PROBLEM REQUIREMENTS:
The answer is the data repeated in full, with no pictures included.

[Opening DATA PROVIDED section]

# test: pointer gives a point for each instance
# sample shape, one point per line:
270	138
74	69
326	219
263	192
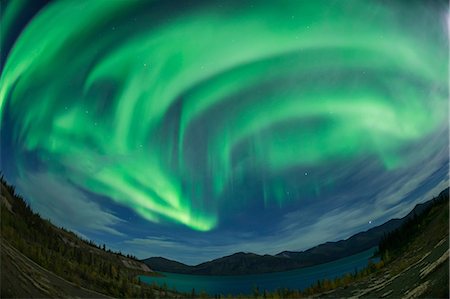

[Closing DATA PROVIDED section]

ANSWER AREA:
# test: pointer gives a point for each instance
# sample shape, one point per line:
270	138
74	69
326	219
263	192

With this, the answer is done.